I took care of the girls in the day when my dad was at work.
What did you know about Alyssa's life
as she entered her teen years?
As she got older, she seemed to be relaxing,
coming more into a space of her own.
She definitely had a very unpleasant relationship
with my father and a very tense one.
Stop! You're not welcome here.
Michael Turney is a former sheriff's deputy.
He looks at the world from a different perspective,
and he says he wants to protect his children.
So he is very controlling of the home environment,
where they go, who they see.
Lyssa!
You were a strict aunt.
Very strict.
She was just very naive to many things.
She didn't comprehend the repercussions of what she did.
It made it more of a task for the parent to protect Lyssa and keeping her in school.
I thought I had strict parents, but my gosh, he's very protective of her.
Like, he would hardly let her go out
and do, like, normal things.
There would be times when she would vent
about things that he was doing.
He was very, very strict.
I do remember her talking about, you know,
I can't wait to turn 18 and get out of here
and stuff like that.
But I think every teenager, you know, kind of complains about that at some point.
In these recorded phone calls from 2001 later released by police, you can hear
Alyssa talking to her boyfriend, I thought your dad would kill you.
Well, yeah, he would.
He'd kill me once I was 18 if I didn't.
Why?
Because he likes to control my life.
There are records that indicate that Alyssa
had been thinking about going to California for some time.
In fact, for her driver's ed essay,
she calculated how long and
how far it would be to drive to California. California was on Alyssa's mind.
Hello. Hello.
Hello.
Goodbye.
Alissa still had nine months to go until her eighteenth birthday, but friends and family
wondered if maybe she had had enough of dad's rules.
Do you have this letter saying that she just sort of had enough?
Talking to both Michael and little sister Sarah and saying, you know, I'm going to California.
Taking some money and sayonara, we're out of here.
That's a fascinating piece of the puzzle.
Her brother James says he noticed a shift in her
in the weeks before she disappeared.
She said, James, can we go for a walk?
We walked down the street and we walked far enough
to where there was a light post.
And once we got to the light post she just broke down crying. I just remember her saying she was
scared and that she wanted to come and live with me. She was having a lot of trouble getting along
with her stepdad. We know that Alyssa had been talking to her maternal aunt in California, maybe going to live with her.

▶ **Raw data**

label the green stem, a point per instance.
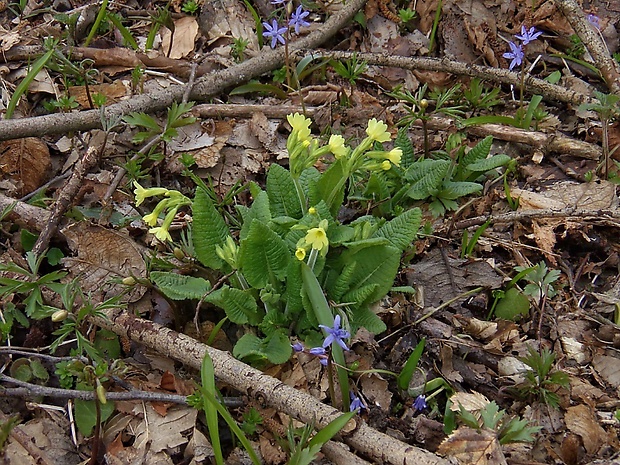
(300, 194)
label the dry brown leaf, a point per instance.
(185, 32)
(375, 389)
(581, 420)
(608, 368)
(24, 163)
(473, 447)
(103, 255)
(113, 92)
(472, 402)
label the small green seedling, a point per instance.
(541, 381)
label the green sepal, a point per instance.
(180, 287)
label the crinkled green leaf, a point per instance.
(240, 306)
(208, 230)
(403, 142)
(375, 265)
(454, 189)
(258, 211)
(180, 287)
(283, 199)
(426, 177)
(264, 256)
(402, 230)
(276, 347)
(487, 164)
(513, 305)
(364, 317)
(479, 152)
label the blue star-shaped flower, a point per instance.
(335, 334)
(419, 403)
(594, 20)
(274, 32)
(516, 55)
(528, 36)
(297, 19)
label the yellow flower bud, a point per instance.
(59, 316)
(129, 281)
(178, 253)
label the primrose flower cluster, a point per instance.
(173, 201)
(516, 53)
(296, 21)
(304, 150)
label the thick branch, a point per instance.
(594, 43)
(207, 86)
(532, 85)
(271, 391)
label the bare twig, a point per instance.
(205, 87)
(270, 391)
(593, 42)
(590, 215)
(532, 85)
(67, 196)
(34, 390)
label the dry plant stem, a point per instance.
(226, 110)
(66, 197)
(550, 143)
(593, 42)
(337, 454)
(265, 389)
(532, 85)
(207, 86)
(586, 215)
(556, 143)
(34, 390)
(39, 456)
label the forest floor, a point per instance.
(139, 137)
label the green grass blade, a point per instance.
(93, 30)
(23, 86)
(410, 366)
(331, 429)
(127, 37)
(207, 376)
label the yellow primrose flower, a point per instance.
(300, 253)
(141, 193)
(336, 146)
(317, 237)
(161, 233)
(300, 125)
(394, 156)
(377, 130)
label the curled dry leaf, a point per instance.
(473, 447)
(24, 164)
(102, 256)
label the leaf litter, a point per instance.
(480, 359)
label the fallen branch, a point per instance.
(549, 143)
(205, 87)
(590, 215)
(593, 42)
(265, 389)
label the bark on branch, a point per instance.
(205, 87)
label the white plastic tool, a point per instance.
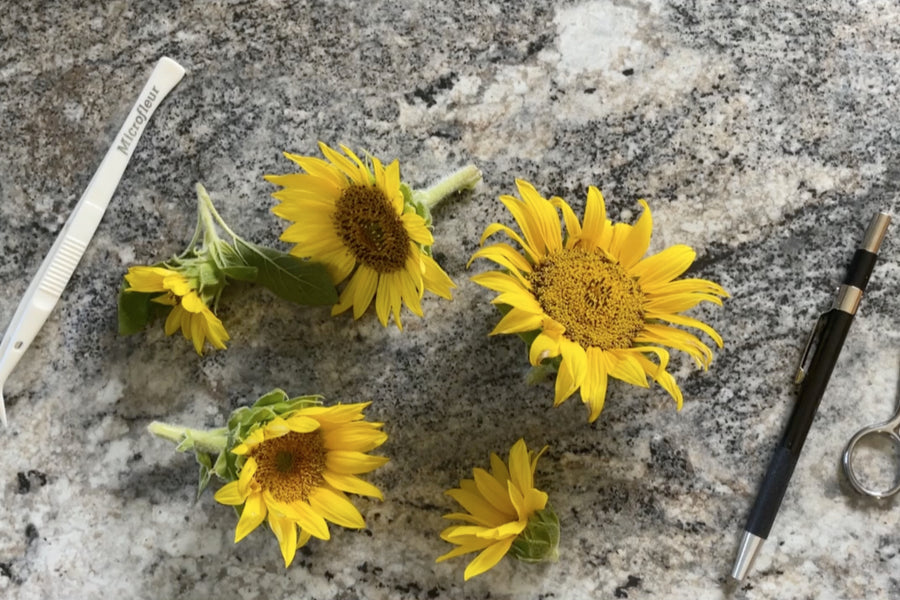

▶ **Exercise tasks**
- 1) From the transcript about Alyssa, extract the passage starting at the words "I took care" and stopping after the words "of her own.".
- 2) Answer these questions from the transcript about Alyssa:
(a) What position did Michael Turney formerly hold?
(b) For what assignment did Alyssa work out how long and how far the drive to California would be?
(c) How many months remained until Alyssa's eighteenth birthday?
Rely solely on the transcript about Alyssa for these tasks.

▶ **Exercise results**
- 1)
I took care of the girls in the day when my dad was at work.
What did you know about Alyssa's life
as she entered her teen years?
As she got older, she seemed to be relaxing,
coming more into a space of her own.

- 2)
(a) He was a sheriff's deputy.
(b) Her driver's ed essay.
(c) Nine months.